<<<<

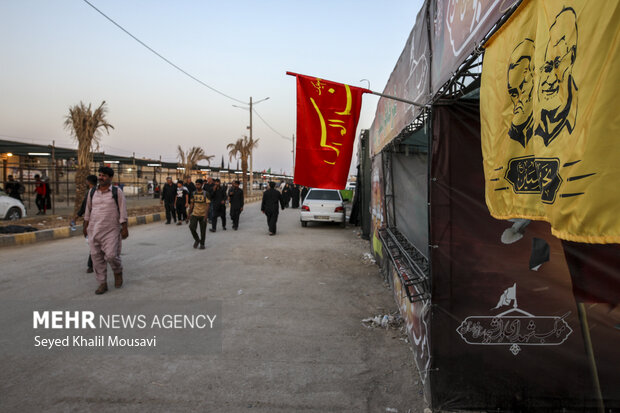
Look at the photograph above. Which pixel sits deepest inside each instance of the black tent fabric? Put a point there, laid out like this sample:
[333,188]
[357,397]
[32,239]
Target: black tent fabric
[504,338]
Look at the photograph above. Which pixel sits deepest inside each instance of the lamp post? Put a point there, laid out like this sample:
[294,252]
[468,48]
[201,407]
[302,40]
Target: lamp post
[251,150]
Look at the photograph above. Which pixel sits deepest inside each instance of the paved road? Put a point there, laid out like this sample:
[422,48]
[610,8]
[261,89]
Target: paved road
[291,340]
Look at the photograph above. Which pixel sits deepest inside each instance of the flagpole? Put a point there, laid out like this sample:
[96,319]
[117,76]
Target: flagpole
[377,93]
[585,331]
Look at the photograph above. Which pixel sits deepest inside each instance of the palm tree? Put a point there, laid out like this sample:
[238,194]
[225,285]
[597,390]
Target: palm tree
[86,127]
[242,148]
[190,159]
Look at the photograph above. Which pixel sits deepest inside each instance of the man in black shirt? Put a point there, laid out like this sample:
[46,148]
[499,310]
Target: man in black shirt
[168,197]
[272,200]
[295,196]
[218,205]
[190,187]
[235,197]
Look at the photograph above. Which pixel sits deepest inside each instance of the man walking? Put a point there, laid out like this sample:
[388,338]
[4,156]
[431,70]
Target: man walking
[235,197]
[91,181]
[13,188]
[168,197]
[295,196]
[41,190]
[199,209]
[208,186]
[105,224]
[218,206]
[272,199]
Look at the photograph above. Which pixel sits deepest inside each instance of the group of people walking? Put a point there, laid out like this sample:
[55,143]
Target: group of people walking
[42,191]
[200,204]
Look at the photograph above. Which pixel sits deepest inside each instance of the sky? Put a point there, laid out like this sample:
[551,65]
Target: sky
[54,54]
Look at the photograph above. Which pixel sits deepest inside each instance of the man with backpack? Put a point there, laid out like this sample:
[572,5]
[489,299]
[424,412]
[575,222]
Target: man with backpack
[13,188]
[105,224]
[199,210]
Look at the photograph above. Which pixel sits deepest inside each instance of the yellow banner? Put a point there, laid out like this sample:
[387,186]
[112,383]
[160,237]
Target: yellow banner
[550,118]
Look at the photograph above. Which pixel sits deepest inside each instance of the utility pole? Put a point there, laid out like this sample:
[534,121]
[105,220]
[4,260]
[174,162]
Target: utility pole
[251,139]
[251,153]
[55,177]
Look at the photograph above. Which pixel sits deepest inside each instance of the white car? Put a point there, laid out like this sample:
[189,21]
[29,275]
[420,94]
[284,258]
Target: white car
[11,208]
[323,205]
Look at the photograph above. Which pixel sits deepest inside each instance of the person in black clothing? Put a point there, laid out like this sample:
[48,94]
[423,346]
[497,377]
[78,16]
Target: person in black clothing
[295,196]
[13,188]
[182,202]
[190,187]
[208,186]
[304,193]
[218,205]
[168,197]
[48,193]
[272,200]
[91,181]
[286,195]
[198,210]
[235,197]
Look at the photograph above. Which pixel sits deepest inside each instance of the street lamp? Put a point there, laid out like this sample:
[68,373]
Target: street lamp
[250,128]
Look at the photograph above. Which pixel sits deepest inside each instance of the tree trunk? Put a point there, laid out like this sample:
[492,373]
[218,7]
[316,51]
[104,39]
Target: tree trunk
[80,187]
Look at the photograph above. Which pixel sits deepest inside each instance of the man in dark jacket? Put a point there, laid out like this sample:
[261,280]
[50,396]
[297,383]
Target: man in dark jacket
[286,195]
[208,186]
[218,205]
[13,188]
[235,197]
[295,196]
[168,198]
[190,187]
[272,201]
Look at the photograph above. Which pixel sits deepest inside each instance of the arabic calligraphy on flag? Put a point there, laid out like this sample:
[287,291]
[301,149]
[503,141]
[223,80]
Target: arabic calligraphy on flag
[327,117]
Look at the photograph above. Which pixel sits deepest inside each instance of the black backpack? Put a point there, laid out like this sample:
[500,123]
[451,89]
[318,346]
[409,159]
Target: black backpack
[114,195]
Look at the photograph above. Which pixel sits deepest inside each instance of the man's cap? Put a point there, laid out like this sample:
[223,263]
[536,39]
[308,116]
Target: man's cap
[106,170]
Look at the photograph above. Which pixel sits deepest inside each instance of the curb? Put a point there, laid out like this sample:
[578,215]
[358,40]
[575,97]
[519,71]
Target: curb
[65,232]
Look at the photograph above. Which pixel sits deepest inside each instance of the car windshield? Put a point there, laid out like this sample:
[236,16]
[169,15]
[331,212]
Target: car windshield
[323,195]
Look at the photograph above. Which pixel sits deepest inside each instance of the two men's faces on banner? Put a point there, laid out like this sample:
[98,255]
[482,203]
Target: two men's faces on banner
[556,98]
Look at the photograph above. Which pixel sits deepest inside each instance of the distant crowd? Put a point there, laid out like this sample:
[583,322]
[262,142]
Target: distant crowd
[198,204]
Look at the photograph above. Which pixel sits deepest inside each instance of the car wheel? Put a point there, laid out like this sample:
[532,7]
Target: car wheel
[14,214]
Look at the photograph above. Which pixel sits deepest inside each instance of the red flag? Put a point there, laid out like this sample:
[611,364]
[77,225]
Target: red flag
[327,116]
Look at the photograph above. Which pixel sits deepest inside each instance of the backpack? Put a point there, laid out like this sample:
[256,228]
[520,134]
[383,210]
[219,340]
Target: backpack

>>>>

__PROBLEM STATEMENT__: Reproduce all of the material above verbatim, line by line, leaving out the pictures.

__ANSWER TO THE PROBLEM__:
Look at the photograph above. Which pixel sits deepest inside each instance of the black tent fabric? Put a point there, laid out like this sample:
[333,188]
[357,397]
[32,239]
Target: black tent fabric
[504,338]
Look at the photograph above. Which pixel sits deepest inside each instance of the lamp post? Put a point there, laid out like this sample:
[294,252]
[468,48]
[201,407]
[302,40]
Target: lamp post
[251,150]
Look at the photograph above. Which pixel sits deepest inside each instance of the paved road? Put a point there, laid out like this sample:
[422,48]
[610,8]
[261,89]
Target: paved road
[291,340]
Look at the photograph above. Which pixel sits deepest inside each instance of the flagpole? Put a point there, laid out like this sample:
[96,319]
[117,76]
Target: flagpole
[377,93]
[585,331]
Look at the photograph above. Which pixel sits deepest inside each instance of the palm tree? Put a point there, laid out like this sample:
[238,194]
[225,285]
[597,390]
Target: palm tree
[86,127]
[242,148]
[190,159]
Look at the photograph above. Which pixel sits deepest inside each instance of the man in black shirt? Put a point there, laid out like this sample:
[46,148]
[499,310]
Target: man in black shirt
[168,197]
[272,200]
[295,196]
[218,205]
[190,187]
[235,197]
Look at the photograph above. Which pixel sits deepest inside each instance of the man walking? Put a point there, laid out like this sample:
[388,338]
[4,156]
[431,70]
Target: man walking
[235,197]
[91,181]
[13,188]
[168,197]
[295,196]
[41,190]
[199,209]
[208,186]
[105,224]
[218,206]
[272,199]
Look at the photograph above. Which pixel sits deepest inside each instance of the group of people walking? Put a point there, laid out like this sample:
[55,143]
Target: group of people walking
[42,191]
[200,204]
Look at the photograph above. Which pixel sits deepest inside each instance of the sky? Put a point there, laid out like this sample:
[551,65]
Target: sky
[54,54]
Look at the photograph above. Which pixel sits deepest inside each instance of the man with backpack? Put a point there, laid out like this sample:
[572,5]
[489,299]
[424,412]
[575,222]
Target: man with backpack
[13,188]
[105,224]
[199,210]
Look at the photograph above. Which pixel sits deepest inside each instance of the yellow banner? Put a point there, laid out like this sample:
[387,186]
[112,383]
[160,237]
Target: yellow banner
[550,118]
Look at the photograph above. Which pixel sits deepest inside each instance of the utility pole? Put a point there, laid out like this sample:
[534,121]
[105,220]
[4,260]
[174,162]
Target: utility pole
[251,139]
[251,153]
[55,177]
Look at the photograph above. Which pixel sits deepest inside each instance of the white car? Put a point there, laid out like this sample:
[189,21]
[29,275]
[420,94]
[284,258]
Target: white car
[11,208]
[323,205]
Look at the photograph above. Which pixel sits deepest inside each instance of the person in black clothing? Put a point there, laid out like this sample:
[48,94]
[423,346]
[497,377]
[78,16]
Target: person in black clothing
[295,196]
[13,188]
[182,202]
[190,187]
[208,186]
[304,193]
[218,205]
[168,197]
[48,193]
[272,200]
[91,181]
[286,195]
[198,210]
[235,197]
Look at the photograph above. Which pixel sits deepest inside each instance of the street lamp? Put a point there, laid out like this sample:
[68,373]
Target: street lamp
[250,128]
Look at the photograph above. Which pixel sits deepest inside each instance of the tree trunk? Put a point there, laid out like this sample:
[492,373]
[218,7]
[316,51]
[104,39]
Target: tree trunk
[80,187]
Look at the photograph above. Which pixel sits deepest inside each instance of the man in dark jacket? Put a point there, laid out like this sample:
[261,280]
[50,396]
[297,383]
Target: man in dark jacket
[286,195]
[208,186]
[218,205]
[13,188]
[235,197]
[295,196]
[168,198]
[190,187]
[272,201]
Look at the photograph above. Which pixel sits deepest inside each instance of the arabic calligraphy on flag? Put a point there, laid out like this sample:
[287,291]
[301,149]
[503,141]
[223,80]
Target: arabic calligraphy on flag
[327,117]
Look at the photograph above. Which pixel sits deepest inside each instance of the black backpack? Put a point there, laid out like this sample:
[500,123]
[451,89]
[318,346]
[409,159]
Target: black backpack
[114,195]
Look at the photograph above. Which pixel sits deepest inside each instance of the man's cap? Put a point there, laid out like this sample:
[223,263]
[536,39]
[308,116]
Target: man's cap
[106,170]
Look at the photograph above. Which pixel sits deepest inside each instance of the curb? Put a point there, laid out like this sample:
[578,215]
[358,40]
[575,97]
[519,71]
Target: curb
[65,232]
Look at the photograph above. Which pixel sits deepest inside each instance of the car windshield? Put a point there, laid out like this sample:
[236,16]
[169,15]
[331,212]
Target: car windshield
[323,195]
Look at the photograph above. Which pixel sits deepest inside each instance of the two men's faces on banner? Put a point there, laid out like this sample:
[98,255]
[482,203]
Target: two men's faces on banner
[556,98]
Look at the photograph above. Which pixel sits deepest inside each instance of the distant crowd? Put a point there, laid out like this sample:
[583,322]
[262,142]
Target: distant crowd
[198,204]
Look at the photograph above. Which pixel sits deepest inside each instance of the car wheel? Put a point there, laid out like this sample:
[532,7]
Target: car wheel
[14,214]
Look at the photograph above. Which pixel sits deepest inside each instance of the red flag? Put a point there, laid out like this sample:
[611,364]
[77,225]
Target: red flag
[327,116]
Look at the photograph above. Which pixel sits deepest inside each instance of the backpack? Put a point there, laid out like this sample:
[256,228]
[520,134]
[383,210]
[219,340]
Target: backpack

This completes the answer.